**Exercise material**

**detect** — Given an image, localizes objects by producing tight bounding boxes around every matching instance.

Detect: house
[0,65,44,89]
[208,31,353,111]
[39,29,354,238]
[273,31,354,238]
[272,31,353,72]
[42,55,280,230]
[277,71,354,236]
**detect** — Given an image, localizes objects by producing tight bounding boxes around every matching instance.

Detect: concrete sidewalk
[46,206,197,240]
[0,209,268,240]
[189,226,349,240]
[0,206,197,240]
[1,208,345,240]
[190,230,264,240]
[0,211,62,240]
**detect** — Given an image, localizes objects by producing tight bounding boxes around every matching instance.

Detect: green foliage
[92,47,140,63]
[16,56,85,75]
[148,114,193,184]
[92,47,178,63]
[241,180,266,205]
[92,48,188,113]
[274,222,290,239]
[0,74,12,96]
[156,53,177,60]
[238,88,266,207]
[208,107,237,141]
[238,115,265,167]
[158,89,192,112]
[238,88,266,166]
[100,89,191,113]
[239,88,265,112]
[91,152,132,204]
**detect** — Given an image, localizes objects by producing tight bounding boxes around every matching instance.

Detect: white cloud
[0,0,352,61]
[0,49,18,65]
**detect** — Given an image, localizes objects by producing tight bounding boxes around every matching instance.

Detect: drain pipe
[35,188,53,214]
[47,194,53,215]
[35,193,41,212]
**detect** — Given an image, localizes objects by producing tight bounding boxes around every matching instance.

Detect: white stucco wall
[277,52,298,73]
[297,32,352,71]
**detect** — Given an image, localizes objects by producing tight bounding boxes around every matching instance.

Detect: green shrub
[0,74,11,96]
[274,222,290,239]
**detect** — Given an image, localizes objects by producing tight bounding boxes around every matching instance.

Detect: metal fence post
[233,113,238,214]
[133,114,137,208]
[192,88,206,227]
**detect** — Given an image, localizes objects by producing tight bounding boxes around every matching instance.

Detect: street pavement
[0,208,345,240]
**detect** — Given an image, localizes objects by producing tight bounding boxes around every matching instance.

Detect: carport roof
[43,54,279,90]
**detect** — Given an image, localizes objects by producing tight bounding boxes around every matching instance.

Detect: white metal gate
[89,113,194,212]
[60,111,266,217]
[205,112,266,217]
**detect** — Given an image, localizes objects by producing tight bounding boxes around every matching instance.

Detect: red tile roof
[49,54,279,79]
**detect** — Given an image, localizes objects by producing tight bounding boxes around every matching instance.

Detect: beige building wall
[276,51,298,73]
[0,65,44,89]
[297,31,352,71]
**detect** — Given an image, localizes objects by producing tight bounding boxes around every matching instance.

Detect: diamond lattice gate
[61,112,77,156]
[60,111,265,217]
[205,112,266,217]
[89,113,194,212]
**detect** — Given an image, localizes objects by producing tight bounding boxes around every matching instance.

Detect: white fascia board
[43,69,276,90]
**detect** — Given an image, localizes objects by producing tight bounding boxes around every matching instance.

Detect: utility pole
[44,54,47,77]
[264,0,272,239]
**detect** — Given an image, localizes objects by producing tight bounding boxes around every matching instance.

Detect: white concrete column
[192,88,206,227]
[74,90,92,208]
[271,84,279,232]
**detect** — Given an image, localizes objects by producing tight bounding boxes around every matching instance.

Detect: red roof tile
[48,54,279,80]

**What you have to do**
Please repeat the records so that each one reads exactly as it does above.

**Task output**
**detect** — Given an image, localizes objects by producing tight bounding boxes around every matching instance.

Detect: house
[0,65,44,89]
[208,31,353,111]
[39,29,354,238]
[273,31,354,238]
[272,31,353,72]
[42,55,280,230]
[277,71,354,236]
**detect** — Given an image, localizes objects by producing tight bounding boxes around every matching instance.

Detect: concrete sidewalk
[46,206,197,240]
[0,209,268,240]
[189,226,349,240]
[0,206,197,240]
[1,208,345,240]
[190,230,264,240]
[0,211,62,240]
**detect** — Given an image, localizes objects by producing tight bounding boxes around every matching instance.

Detect: green foliage
[92,47,140,63]
[16,56,85,75]
[148,114,193,184]
[92,47,178,63]
[241,180,266,205]
[92,48,188,113]
[274,222,290,239]
[0,74,12,96]
[156,53,177,60]
[238,88,266,207]
[208,107,237,141]
[238,115,265,167]
[158,89,192,112]
[238,88,266,166]
[100,89,191,113]
[239,88,265,112]
[91,152,132,204]
**detect** — Given an image, localizes objects by producing tight bounding boxes around every matching instance.

Detect: white cloud
[0,0,352,61]
[0,49,18,65]
**detect** — Given an image, localizes objects by producing tight bounding boxes around every matching instance.

Detect: drain pipe
[35,188,53,214]
[47,194,53,215]
[35,193,41,212]
**detect** — Given an image, localizes objects by producing tight bounding boxes around every matching instance.

Detect: white stucco wall
[277,52,298,73]
[297,32,352,71]
**detect** — Given an image, localizes objects by producing tight bounding boxes around every matching instance.

Detect: green shrub
[0,74,11,96]
[274,222,290,239]
**detect** — Given an image, localizes objects by producing tight bounding boxes around every matching instance.

Detect: metal fence post
[233,113,238,214]
[133,114,137,208]
[192,88,206,227]
**detect** — Given an image, localizes objects by producing tight bounding boxes around every matching instance.

Detect: street pavement
[0,208,345,240]
**detect** — Given an image, localizes objects by producing tight bounding boxes around every matching instance.

Detect: carport roof
[43,54,279,90]
**detect** — Given an image, localizes objects by producing tight bounding boxes around every matching instance.

Detect: white metal gate
[89,113,194,212]
[60,111,266,217]
[205,112,266,217]
**detect** — Given an image, localizes objects by producing tight bounding boxes around every matching instance.

Detect: red tile roof
[49,54,279,79]
**detect** — Given an image, localizes objects by producing tight bounding boxes around every matching instance.

Detect: beige building wall
[276,51,298,73]
[0,65,44,89]
[297,31,352,71]
**detect** — Given an image, localizes objects by producing tight bounding boxes around every matching instance.

Detect: diamond lattice gate
[61,112,77,156]
[60,111,265,217]
[205,112,266,217]
[89,113,194,212]
**detect** — Given an image, localizes objects by producing tight bounding boxes around every matching instance.

Detect: white fascia board
[43,69,276,90]
**detect** — Given an image, localizes objects by producing tight bounding boxes around every matching instance.

Detect: utility pole
[44,54,47,77]
[264,0,272,239]
**detect** — Given an image, localizes objects by producing tight bounding boxes around every matching instance.

Detect: white concrete column
[192,88,206,227]
[74,90,92,208]
[271,84,279,232]
**detect** — Given an image, localizes objects by producing tight bounding boxes around every matching instance.

Detect: red roof tile
[48,54,279,80]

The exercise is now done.